───── Texte fourni

Le 7 septembre 1949, le coureur niçois José Meiffret
avait réalisé, sur la route Toulouse-Saint-Gaudens, le kilomètre lancé derrière
grosse moto à 87km,918 à l'heure. Claverie et Paillard, sur l'heure
entière, avaient fait mieux encore, toujours derrière moto, sur la route Bordeaux-Bayonne,
frisant le 100 par moments. Enfin, l'on sait que le record de l'heure établi
dans les mêmes conditions, mais sur piste, dépassait le 130. Ces vitesses
stupéfiantes, et surtout le coefficient d'acrobatie qu'elles comportent, nous
auraient laissés sceptiques si elles n'avaient été officiellement
chronométrées.
Mais l'exploit prodigieux dont il est question dans cet
article semble repousser ces performances déjà loin dans le passé, car c'est la
vitesse de l75km,721 à l'heure qui vient d'être réalisée par Meiffret,
sur une route rectiligne de Haute-Garonne, en attendant le 200 à l'heure que
José Meiffret s'est juré d'atteindre ... le premier.
Meiffret était « derrière entraîneurs », dit le
laconique article qui me tomba le premier sous les yeux. Mais de quels
entraîneurs pouvait-il s'agir ? Nous le savons enfin, et voici tous les
détails que j'ai pu recueillir sur cette performance, véritable numéro de
cirque par son brio, sa réussite, les dangers de mort qu'elle comporte, Meiffret
et ses émules travaillant, l'on s'en doute, « sans filet ».
La bicyclette du coureur prodige se distingue de loin
par le formidable diamètre du plateau de pédalier de 135 dents qui permet un
développement de 20 mètres. Or, à la vitesse de pointe, notez que Meiffret a « mouliné »
aussi vite qu'un sprinter dans la ligne d'arrivée d'une course de vitesse pure,
c'est-à-dire à 130 ou 140 tours-minute. Le rythme normal d'un cyclotouriste sur
bonne route est de 60 pour 5 mètres de développement.

──────────
───── Jeu de données

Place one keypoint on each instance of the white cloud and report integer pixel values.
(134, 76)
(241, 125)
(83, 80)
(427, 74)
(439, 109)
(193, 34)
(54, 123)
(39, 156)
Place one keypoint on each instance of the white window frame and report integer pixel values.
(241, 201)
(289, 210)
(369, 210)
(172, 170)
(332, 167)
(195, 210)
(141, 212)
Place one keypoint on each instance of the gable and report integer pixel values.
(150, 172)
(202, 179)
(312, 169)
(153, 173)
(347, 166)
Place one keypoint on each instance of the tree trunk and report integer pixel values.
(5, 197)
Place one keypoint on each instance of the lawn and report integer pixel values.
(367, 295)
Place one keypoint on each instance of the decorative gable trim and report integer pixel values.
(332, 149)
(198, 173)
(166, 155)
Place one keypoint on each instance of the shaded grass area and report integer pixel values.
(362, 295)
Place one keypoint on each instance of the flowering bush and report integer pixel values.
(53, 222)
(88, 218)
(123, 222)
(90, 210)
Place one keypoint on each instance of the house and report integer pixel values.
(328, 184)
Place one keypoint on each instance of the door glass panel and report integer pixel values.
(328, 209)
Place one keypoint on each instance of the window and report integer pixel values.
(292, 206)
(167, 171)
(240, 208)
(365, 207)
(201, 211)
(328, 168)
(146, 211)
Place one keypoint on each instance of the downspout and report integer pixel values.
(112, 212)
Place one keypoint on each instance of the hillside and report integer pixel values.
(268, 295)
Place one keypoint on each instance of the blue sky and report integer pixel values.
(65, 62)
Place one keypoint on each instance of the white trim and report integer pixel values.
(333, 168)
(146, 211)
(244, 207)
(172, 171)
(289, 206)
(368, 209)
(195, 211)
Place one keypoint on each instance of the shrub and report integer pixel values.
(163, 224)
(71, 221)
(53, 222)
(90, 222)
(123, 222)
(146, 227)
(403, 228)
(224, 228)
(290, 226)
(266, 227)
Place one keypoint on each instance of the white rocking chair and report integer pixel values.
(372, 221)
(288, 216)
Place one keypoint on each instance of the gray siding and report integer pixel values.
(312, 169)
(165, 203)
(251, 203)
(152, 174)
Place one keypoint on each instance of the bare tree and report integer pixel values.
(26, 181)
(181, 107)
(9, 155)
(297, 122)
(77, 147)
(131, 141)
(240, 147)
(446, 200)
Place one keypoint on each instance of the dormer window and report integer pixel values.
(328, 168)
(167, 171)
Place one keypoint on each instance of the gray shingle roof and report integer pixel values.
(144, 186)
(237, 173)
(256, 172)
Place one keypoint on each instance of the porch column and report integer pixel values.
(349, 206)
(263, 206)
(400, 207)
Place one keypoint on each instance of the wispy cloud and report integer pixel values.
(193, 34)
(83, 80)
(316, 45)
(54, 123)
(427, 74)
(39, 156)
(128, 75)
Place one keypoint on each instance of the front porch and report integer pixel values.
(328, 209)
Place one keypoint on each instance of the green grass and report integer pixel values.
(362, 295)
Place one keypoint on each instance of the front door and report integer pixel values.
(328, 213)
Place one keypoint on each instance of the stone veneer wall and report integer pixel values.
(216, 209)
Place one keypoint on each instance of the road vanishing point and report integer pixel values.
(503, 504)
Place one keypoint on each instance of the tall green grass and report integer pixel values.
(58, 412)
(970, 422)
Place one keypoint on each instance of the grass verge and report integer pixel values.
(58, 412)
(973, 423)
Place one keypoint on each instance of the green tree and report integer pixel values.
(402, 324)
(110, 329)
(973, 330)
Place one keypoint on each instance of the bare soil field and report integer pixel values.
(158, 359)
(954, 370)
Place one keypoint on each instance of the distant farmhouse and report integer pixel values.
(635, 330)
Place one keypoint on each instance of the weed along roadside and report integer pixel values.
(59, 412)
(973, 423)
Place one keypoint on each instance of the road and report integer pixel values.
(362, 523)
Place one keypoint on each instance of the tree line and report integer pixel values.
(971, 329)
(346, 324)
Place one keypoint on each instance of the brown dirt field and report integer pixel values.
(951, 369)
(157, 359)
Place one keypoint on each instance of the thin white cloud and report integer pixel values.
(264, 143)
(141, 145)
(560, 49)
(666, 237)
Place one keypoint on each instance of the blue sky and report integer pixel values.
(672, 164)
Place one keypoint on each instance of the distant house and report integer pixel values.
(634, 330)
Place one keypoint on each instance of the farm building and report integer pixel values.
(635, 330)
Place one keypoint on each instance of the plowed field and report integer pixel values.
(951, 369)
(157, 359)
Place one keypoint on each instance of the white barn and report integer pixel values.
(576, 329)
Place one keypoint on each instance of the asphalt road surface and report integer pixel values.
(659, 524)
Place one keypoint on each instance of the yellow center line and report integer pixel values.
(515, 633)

──────────

▸ Objectif
Citez le texte fourni en commençant à « Le 7 septembre » et en terminant à « chronométrées. ». Les enregistrements ne servent pas pour cet exercice.

▸ Résultat attendu
Le 7 septembre 1949, le coureur niçois José Meiffret
avait réalisé, sur la route Toulouse-Saint-Gaudens, le kilomètre lancé derrière
grosse moto à 87km,918 à l'heure. Claverie et Paillard, sur l'heure
entière, avaient fait mieux encore, toujours derrière moto, sur la route Bordeaux-Bayonne,
frisant le 100 par moments. Enfin, l'on sait que le record de l'heure établi
dans les mêmes conditions, mais sur piste, dépassait le 130. Ces vitesses
stupéfiantes, et surtout le coefficient d'acrobatie qu'elles comportent, nous
auraient laissés sceptiques si elles n'avaient été officiellement
chronométrées.